* TASKS TO COMPLETE
1) Translate this sentence from the forum thread below about a Western plow that won't lower into Spanish: "Loosen the packing nut on top of the lift ram."
2) Carry on the forum thread below about a Western plow that won't lower, starting after its last post.
** Start PASSAGE SHOWN **
# Western Plow will not go down..



## mjmstaff

I have a uni-mount on a 95 Dodge ram and I just hooked everything up today for the first time this year. The plow will go left, right, and up but thats it. Any Idea what I should check first?


----------



## Mebes

Loosen the packing nut on top of the lift ram.
You may also have a stuck valve.
Good luck.


----------



## yooper.mi

Make sure you have ignition switch on or plow will not lift or lower.


----------



## Frozen001

Have you checked the "quill" that adjusts the lowering speed??? Try opening it up a bit it might have some debris in the system...


----------



## flykelley

mjmstaff said:


> I have a uni-mount on a 95 Dodge ram and I just hooked everything up today for the first time this year. The plow will go left, right, and up but thats it. Any Idea what I should check first?


Mike is that a old cable controller? A guy I work with ahd the same problem and he had to adjust the cable.

Good Luck Mike


----------



## mjmstaff

No cables. I have a "Cab Command" I plan on working on it in the morning. I will let you know what I find out.


----------



## dmaxallitech

*I have the same problem*

Mine is doing the same thing, started acting up at the end of last season, I parked it as I was done anyways. This season I replaced the pigtails on each side of the multi-pin harness as the green giant made a home there. It worked fine after that when testing it, hooked it up this AM and no go down.

I am going to check the nut on the top of the shaft and try loosening it. Can somebody please tell me where teh "quill" adjustment/valve is?

TIA


----------



## Frozen001

Well it may depend on the year but on my western if you look at the motor you will see a threaded screw sticking up on passenger side fron near the vent cap. It will have a sit to use a screw driver to adjust it.
** End PASSAGE SHOWN **
** Start RECORDS PROVIDED **
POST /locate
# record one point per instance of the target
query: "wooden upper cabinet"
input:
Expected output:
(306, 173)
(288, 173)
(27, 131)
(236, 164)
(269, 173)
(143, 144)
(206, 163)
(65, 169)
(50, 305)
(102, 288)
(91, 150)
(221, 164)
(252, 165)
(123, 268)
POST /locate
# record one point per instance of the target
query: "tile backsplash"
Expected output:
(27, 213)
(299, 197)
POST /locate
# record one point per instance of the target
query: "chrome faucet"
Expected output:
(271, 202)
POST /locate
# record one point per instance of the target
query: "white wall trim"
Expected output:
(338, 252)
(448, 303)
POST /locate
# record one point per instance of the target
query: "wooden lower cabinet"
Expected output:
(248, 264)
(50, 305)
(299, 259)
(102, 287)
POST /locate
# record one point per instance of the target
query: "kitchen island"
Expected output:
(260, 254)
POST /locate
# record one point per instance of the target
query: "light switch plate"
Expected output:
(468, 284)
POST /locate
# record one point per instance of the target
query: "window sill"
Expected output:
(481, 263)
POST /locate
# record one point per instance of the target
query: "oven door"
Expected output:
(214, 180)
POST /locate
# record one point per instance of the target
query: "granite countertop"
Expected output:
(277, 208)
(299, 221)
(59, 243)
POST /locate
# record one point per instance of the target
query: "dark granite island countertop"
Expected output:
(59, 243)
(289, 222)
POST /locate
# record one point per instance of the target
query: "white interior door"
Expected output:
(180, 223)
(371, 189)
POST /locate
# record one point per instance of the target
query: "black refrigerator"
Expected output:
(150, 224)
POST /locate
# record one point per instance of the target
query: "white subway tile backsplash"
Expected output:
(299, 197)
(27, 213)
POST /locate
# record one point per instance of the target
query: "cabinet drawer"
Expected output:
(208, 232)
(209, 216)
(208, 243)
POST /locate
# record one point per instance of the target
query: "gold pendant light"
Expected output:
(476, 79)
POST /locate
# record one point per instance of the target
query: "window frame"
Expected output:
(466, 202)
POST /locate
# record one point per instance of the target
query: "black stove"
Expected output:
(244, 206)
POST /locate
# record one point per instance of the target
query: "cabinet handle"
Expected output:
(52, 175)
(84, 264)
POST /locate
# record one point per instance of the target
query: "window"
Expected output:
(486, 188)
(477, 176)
** End RECORDS PROVIDED **
* TASK-BY-TASK RESULTS
1) Afloje la tuerca de empaque en la parte superior del pistón de elevación.

2)
----------



## genrock

www.westernplows.com click on publications library you can download manuals and mechanics guides and parts lists from there. Does sound like a quill adjustment to me but it could be several things. If you want to try the packing nut you can losen it then when tightening give it a 1/4 of a turn after it comes in contact with the packing check for leaks and tighten as needed.

Let me try and explain where the quill adjustment is. Okay its on top of the manifold block this is the block that your side to side hoses are running into etc. Should be three bolts on top of this manifold. The one your looking for is the bolt that is closest to the resovoir. This bolt or quill should have a flat head screw driver type of slot to adjust it. The other bolts are your poppet check valve which should have a allen head and crossover relief valve which will also be allen head type.

I myself am waiting to hit the lottery

Try adjusting the quill out while someone tries to lower the blade until it lowers then raise and lower and see if its set at the desired rate of drop you want.

Packing nut could be too tight. Loosen and adjust until it functions properly.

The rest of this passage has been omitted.